# REQUIRED TASK
Rewrite the stretch of items from the start through the line containing "left=1190, top=713, right=1218, bottom=768", changing "hiking pants" to "trekking pants" and keeping everything else unchanged.

= = = = =

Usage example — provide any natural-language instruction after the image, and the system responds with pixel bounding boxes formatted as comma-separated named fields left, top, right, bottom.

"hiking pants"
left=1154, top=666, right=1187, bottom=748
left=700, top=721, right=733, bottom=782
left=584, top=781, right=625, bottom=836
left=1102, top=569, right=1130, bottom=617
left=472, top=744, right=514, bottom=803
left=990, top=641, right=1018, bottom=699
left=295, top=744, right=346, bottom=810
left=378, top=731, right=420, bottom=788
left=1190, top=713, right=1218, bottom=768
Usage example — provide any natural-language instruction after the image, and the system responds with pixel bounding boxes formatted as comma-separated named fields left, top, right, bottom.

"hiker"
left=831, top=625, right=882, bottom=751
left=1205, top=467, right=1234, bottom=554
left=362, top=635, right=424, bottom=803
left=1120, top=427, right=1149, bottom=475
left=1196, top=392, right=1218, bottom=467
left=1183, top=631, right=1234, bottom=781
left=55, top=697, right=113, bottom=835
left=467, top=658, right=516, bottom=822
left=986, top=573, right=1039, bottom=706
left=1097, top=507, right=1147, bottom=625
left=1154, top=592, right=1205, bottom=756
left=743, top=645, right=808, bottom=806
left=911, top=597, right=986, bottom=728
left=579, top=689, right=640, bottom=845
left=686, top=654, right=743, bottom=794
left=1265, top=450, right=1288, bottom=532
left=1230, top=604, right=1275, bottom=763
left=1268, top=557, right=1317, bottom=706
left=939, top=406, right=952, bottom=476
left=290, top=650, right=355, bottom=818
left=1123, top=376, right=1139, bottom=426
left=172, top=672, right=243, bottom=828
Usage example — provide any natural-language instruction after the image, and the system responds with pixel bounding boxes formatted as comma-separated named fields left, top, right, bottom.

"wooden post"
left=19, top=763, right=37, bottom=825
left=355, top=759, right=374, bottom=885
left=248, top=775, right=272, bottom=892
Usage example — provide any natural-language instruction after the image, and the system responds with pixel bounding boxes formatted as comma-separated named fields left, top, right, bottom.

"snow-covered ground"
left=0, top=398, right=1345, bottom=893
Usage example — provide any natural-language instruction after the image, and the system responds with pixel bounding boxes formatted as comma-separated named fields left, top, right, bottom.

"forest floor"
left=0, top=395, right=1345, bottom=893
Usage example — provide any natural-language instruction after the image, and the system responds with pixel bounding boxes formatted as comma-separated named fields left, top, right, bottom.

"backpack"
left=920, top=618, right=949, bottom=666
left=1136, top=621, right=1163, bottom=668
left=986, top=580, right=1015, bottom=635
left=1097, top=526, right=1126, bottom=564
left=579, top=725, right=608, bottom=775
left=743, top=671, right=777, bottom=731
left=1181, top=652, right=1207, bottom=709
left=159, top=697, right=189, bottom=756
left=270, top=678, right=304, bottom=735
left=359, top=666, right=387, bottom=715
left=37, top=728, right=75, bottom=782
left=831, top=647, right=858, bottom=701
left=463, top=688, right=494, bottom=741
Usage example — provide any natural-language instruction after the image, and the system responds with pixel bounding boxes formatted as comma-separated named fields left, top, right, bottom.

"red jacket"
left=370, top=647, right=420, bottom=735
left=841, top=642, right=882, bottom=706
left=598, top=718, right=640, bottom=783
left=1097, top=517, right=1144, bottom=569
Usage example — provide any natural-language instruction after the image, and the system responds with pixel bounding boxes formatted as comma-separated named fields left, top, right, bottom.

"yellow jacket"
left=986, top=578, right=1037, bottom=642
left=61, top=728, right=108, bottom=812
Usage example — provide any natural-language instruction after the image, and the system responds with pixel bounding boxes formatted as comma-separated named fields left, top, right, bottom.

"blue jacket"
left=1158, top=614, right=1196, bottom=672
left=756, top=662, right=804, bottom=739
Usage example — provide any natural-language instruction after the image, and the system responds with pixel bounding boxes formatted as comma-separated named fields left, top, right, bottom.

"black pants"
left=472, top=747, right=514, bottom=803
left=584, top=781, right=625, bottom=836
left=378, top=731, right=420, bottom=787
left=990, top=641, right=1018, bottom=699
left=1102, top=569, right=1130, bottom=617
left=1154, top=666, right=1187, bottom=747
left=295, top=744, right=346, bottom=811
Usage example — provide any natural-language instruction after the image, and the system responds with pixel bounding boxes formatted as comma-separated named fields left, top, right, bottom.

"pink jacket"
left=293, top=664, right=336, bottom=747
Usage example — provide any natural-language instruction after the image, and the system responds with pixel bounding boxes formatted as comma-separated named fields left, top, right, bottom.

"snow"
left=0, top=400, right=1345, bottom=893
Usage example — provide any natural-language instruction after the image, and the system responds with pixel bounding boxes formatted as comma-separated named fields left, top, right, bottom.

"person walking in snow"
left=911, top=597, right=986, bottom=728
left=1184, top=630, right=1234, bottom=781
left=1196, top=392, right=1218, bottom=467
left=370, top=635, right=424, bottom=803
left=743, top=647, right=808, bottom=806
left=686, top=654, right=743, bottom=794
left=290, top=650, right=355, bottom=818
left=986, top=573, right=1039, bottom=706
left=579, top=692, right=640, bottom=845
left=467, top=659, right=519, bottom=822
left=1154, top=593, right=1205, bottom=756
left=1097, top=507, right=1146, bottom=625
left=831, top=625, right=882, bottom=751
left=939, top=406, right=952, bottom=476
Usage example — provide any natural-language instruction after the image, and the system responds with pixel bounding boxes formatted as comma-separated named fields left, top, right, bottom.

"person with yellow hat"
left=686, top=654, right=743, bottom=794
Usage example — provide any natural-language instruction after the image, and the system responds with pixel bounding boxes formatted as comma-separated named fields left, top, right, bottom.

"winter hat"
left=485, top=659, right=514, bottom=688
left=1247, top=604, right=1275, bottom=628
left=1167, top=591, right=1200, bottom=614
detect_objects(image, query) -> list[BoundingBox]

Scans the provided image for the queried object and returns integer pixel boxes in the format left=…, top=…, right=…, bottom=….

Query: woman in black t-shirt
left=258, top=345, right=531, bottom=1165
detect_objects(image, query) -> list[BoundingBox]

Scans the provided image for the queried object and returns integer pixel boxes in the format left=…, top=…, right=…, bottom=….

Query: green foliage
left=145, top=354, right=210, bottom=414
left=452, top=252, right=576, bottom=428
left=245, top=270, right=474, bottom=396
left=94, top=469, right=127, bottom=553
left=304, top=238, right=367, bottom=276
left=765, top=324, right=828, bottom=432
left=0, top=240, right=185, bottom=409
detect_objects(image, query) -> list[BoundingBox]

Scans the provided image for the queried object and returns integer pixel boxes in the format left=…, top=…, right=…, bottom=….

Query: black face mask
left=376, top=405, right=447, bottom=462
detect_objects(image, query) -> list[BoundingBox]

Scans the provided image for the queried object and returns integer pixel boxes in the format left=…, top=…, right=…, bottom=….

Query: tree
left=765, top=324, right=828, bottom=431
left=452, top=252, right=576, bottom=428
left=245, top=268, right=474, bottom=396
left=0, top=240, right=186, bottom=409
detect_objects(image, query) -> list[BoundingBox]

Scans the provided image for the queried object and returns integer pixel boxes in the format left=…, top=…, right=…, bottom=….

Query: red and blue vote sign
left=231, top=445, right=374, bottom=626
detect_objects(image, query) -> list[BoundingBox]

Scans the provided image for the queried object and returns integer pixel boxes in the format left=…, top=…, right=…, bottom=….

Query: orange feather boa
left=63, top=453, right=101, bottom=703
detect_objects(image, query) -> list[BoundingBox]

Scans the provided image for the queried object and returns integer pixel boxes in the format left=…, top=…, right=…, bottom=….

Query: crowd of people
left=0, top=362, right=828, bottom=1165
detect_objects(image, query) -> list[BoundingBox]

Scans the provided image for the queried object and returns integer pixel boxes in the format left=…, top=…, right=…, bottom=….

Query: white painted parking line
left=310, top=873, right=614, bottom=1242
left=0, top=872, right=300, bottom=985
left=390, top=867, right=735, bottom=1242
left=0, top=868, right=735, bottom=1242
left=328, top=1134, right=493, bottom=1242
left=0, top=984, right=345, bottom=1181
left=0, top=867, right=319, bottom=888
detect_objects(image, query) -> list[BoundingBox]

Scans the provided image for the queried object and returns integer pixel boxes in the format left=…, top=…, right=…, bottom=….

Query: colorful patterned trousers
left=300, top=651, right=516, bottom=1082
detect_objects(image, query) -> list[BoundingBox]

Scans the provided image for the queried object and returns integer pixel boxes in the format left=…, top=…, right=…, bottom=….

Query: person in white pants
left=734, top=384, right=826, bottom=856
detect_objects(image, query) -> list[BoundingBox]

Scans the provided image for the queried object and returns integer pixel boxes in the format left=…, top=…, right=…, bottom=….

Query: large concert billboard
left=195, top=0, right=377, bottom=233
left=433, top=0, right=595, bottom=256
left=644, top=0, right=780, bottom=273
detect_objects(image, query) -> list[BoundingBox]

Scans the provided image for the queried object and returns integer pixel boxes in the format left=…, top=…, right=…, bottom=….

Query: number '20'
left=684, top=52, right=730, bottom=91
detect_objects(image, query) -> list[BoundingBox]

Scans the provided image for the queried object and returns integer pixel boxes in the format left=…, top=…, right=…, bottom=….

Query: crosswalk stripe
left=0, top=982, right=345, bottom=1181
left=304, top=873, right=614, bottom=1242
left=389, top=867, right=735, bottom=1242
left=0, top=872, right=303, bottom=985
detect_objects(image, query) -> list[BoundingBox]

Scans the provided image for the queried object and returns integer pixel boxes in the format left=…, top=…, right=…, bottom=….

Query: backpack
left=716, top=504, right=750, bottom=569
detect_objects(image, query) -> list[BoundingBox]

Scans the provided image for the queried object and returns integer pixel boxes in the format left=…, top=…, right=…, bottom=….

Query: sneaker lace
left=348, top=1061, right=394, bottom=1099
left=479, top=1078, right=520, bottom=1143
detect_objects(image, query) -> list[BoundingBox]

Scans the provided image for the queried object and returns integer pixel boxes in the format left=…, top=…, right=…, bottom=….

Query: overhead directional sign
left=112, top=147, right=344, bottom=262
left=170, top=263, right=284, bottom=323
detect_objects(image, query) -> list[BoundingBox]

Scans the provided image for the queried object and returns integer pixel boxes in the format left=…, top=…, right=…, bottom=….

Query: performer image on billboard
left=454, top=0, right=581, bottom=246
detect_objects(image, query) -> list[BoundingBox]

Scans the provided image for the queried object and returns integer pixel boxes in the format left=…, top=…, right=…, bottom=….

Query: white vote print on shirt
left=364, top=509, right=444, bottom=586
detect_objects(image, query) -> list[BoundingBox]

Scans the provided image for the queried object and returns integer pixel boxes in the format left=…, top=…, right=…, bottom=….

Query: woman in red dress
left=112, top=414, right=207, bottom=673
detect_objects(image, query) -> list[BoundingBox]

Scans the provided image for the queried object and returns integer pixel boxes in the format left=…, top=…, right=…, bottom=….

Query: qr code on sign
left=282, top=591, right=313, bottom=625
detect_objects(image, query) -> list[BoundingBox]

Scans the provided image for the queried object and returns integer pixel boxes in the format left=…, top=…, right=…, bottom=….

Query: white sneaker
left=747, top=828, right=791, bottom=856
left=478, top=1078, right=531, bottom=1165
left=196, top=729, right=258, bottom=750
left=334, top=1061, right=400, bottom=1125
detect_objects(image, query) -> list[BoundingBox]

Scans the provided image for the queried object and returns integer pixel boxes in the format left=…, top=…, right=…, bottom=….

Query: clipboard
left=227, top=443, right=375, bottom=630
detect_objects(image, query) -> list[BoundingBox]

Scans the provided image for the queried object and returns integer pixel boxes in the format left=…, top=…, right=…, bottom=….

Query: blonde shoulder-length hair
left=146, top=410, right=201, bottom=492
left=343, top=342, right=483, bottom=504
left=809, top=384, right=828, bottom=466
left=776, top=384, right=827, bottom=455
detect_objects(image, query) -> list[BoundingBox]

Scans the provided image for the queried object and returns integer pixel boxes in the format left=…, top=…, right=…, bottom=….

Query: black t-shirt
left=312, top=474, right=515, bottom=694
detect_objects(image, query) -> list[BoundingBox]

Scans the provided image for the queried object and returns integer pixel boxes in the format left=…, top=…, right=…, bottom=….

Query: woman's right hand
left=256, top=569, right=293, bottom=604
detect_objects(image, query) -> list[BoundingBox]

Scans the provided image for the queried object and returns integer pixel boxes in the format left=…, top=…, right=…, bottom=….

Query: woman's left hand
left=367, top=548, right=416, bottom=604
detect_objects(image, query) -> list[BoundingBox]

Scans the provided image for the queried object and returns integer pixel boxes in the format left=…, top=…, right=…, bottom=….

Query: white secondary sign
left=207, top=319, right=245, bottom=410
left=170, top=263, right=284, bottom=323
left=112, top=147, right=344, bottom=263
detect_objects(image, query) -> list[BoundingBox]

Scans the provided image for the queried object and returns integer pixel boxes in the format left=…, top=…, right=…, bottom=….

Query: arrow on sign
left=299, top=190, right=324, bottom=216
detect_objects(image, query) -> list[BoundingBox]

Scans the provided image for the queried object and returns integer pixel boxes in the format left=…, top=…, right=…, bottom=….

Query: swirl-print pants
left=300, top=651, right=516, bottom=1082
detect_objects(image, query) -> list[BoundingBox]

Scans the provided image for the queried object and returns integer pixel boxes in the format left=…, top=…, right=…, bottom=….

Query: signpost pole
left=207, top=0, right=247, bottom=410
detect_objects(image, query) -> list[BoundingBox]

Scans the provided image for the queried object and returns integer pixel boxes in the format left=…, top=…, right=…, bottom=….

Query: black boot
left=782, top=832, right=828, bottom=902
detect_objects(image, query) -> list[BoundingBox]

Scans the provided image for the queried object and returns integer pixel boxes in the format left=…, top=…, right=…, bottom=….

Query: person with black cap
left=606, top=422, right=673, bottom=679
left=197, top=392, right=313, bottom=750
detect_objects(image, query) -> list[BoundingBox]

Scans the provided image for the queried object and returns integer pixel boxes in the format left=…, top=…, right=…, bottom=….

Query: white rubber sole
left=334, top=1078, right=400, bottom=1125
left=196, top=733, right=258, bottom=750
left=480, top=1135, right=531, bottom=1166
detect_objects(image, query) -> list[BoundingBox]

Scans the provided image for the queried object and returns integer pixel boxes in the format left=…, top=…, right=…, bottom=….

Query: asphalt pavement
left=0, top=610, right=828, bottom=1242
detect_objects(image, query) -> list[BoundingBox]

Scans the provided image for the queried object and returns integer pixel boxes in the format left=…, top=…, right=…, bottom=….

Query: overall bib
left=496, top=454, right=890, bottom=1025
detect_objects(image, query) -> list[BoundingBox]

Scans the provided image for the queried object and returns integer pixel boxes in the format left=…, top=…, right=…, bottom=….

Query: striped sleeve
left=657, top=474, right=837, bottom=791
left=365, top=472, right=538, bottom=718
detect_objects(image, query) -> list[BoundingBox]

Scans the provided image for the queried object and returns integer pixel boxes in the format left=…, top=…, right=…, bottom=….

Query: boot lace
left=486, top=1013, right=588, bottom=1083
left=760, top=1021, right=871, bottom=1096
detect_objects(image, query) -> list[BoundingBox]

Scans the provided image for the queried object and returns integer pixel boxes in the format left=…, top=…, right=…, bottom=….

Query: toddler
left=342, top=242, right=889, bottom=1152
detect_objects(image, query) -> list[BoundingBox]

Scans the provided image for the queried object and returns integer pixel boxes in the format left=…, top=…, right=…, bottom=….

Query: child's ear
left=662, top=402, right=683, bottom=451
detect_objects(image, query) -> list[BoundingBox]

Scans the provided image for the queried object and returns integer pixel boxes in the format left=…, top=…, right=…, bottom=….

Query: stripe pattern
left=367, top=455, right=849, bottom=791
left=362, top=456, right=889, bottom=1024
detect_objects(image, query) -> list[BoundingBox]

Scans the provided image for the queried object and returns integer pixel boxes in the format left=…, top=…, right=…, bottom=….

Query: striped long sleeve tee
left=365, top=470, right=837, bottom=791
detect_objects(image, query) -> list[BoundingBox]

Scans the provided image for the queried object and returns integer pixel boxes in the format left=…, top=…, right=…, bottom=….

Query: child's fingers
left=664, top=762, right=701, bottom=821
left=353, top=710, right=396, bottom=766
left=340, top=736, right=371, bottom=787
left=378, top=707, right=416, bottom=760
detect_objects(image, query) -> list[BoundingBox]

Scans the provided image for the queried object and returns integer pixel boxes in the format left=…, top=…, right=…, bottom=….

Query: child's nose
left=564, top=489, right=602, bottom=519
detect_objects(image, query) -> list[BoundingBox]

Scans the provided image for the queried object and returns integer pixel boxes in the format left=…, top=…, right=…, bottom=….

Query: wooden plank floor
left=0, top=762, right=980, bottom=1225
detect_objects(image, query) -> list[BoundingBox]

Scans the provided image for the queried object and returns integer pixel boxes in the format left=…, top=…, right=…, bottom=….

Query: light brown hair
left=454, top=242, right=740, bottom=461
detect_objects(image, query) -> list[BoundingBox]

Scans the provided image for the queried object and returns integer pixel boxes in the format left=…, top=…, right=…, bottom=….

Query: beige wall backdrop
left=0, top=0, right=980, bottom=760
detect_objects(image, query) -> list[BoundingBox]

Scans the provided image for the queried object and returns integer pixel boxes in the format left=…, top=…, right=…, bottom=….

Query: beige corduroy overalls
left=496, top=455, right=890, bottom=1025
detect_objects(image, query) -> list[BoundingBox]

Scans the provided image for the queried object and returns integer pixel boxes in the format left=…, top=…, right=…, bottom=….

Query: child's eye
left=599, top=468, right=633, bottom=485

= = = = =

# TASK SOLUTION
Usage example — provide any natural-language instruction after the image, and the system responds with pixel bounding boxes formatted as comma-separated named fields left, top, right, bottom.

"trekking pants"
left=1154, top=666, right=1187, bottom=748
left=700, top=721, right=733, bottom=782
left=584, top=781, right=625, bottom=836
left=1102, top=569, right=1130, bottom=617
left=472, top=744, right=514, bottom=803
left=990, top=641, right=1018, bottom=699
left=295, top=744, right=346, bottom=810
left=378, top=731, right=420, bottom=788
left=1190, top=713, right=1218, bottom=768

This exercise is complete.